▶ Exercise goal:
Arrange all of the records below as a numbered list, dropping any blank lines and leaving out the pictures.

## Start Rows

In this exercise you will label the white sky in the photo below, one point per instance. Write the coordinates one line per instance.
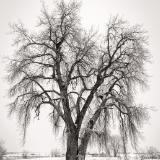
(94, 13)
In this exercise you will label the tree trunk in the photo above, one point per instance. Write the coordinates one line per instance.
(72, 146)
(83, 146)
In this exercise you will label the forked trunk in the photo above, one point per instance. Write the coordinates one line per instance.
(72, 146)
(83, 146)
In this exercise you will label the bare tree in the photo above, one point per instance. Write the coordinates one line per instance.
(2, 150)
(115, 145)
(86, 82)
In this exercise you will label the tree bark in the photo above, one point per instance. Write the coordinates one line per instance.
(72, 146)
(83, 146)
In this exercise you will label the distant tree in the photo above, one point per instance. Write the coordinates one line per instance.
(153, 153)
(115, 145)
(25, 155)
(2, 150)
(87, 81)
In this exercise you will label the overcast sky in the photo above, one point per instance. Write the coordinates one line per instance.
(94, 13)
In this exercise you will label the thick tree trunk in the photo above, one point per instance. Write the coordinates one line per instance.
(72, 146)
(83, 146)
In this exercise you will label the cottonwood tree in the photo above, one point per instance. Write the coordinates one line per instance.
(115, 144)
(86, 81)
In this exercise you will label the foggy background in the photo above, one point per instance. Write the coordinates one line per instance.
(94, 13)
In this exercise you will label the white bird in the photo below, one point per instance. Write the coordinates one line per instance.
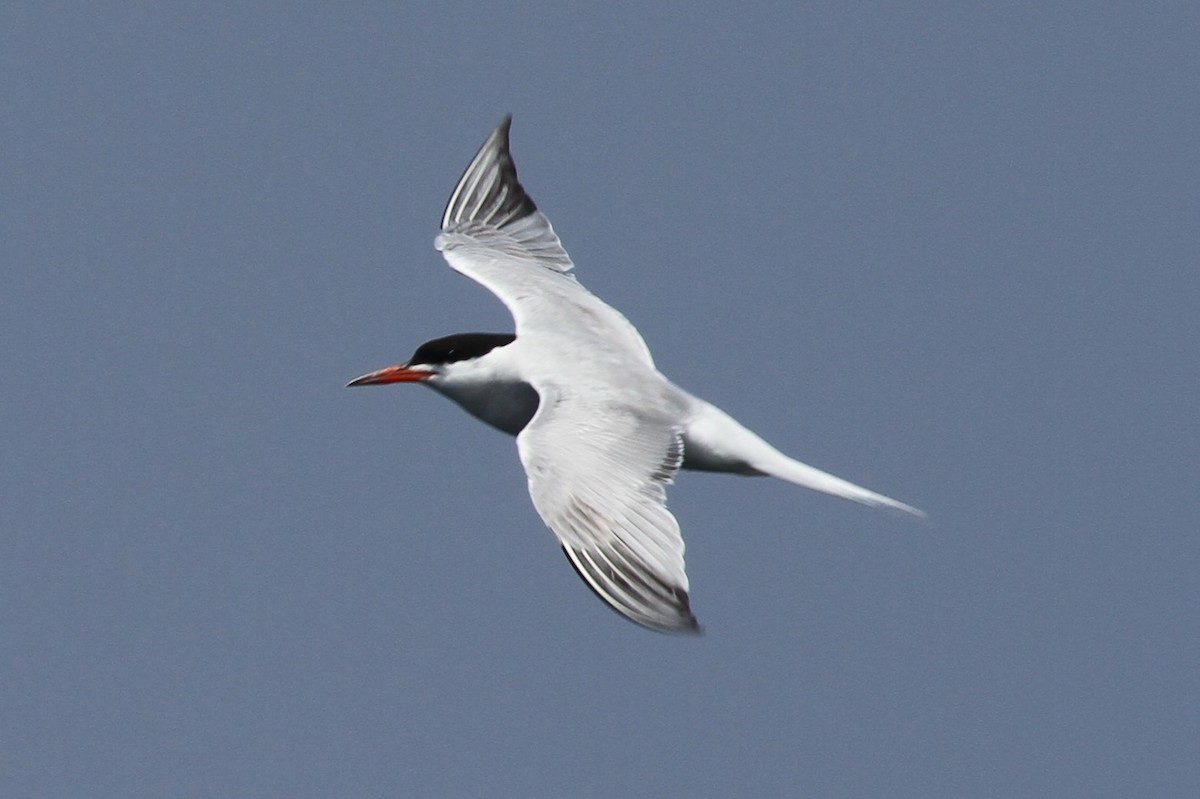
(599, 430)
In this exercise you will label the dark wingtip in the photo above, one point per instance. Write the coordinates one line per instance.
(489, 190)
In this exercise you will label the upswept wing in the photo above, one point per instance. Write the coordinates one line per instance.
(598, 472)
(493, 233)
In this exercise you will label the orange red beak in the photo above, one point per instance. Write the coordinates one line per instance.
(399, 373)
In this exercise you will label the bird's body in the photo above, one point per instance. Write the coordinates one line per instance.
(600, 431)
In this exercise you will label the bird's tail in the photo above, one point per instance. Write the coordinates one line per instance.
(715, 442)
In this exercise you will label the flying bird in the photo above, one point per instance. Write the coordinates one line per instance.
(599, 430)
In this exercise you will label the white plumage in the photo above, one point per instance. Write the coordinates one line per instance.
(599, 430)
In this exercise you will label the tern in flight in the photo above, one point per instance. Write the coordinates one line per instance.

## End Rows

▶ Problem solution:
1. In this exercise you will label the white sky in the photo below, one point per instance. Write the coordinates one line per instance.
2. (94, 13)
3. In this exercise you will label the tree trunk in the photo above, one point per instance. Write the coordinates one line per instance.
4. (72, 146)
5. (83, 146)
6. In this exercise you will label the forked trunk in the photo above, one point per instance. Write the coordinates one line per instance.
7. (72, 146)
8. (83, 146)
9. In this exercise you will label the bare tree in the photo above, one point per instance. Write the coordinates one line per instance.
10. (2, 150)
11. (115, 145)
12. (86, 82)
13. In this exercise you will label the tree bark in the photo above, one point per instance. Write the coordinates one line per instance.
14. (72, 146)
15. (83, 146)
16. In this exercise you will label the distant tree in the photo above, one point per instance. Write the coordinates one line per instance.
17. (153, 153)
18. (115, 145)
19. (25, 155)
20. (2, 150)
21. (87, 81)
22. In this exercise you will label the overcast sky in the photo above, one point per instance. Write the coordinates one line per instance.
23. (94, 13)
24. In this exercise you will label the thick tree trunk in the photo above, one point per instance. Write the coordinates one line per instance.
25. (72, 146)
26. (83, 146)
27. In this exercise you will label the cottonwood tree in the photo above, one point per instance. Write the coordinates one line per instance.
28. (115, 144)
29. (86, 81)
30. In this exercise you will label the foggy background in the photo above, one point per instance. Write the coordinates one line per instance.
31. (94, 13)
32. In this exercise you will label the white bird in the photo below, one point per instance. Write the coordinates one line per instance.
33. (599, 430)
34. In this exercise you will label the dark wingtip in the photo above, one point per instance. Write the coordinates one line per instance.
35. (489, 190)
36. In this exercise you will label the upswept wing in the photo above, one point per instance. Write the coordinates one line per instance.
37. (598, 472)
38. (493, 233)
39. In this exercise you will label the orange red beak in the photo above, one point per instance. Write the coordinates one line per instance.
40. (399, 373)
41. In this exercise you will label the bird's body in the photo above, one point per instance. Write the coordinates one line per instance.
42. (600, 431)
43. In this exercise you will label the bird's tail in the photo above, one point per instance. Write the coordinates one line per instance.
44. (715, 442)
45. In this exercise you will label the flying bird in the photo above, one point per instance. Write the coordinates one line per instance.
46. (599, 430)
47. In this exercise you will label the white plumage in the photo above, one point per instance. Write the coordinates one line per instance.
48. (599, 430)
49. In this exercise you will label the tern in flight in the photo above, one point per instance. Write the coordinates one line per instance.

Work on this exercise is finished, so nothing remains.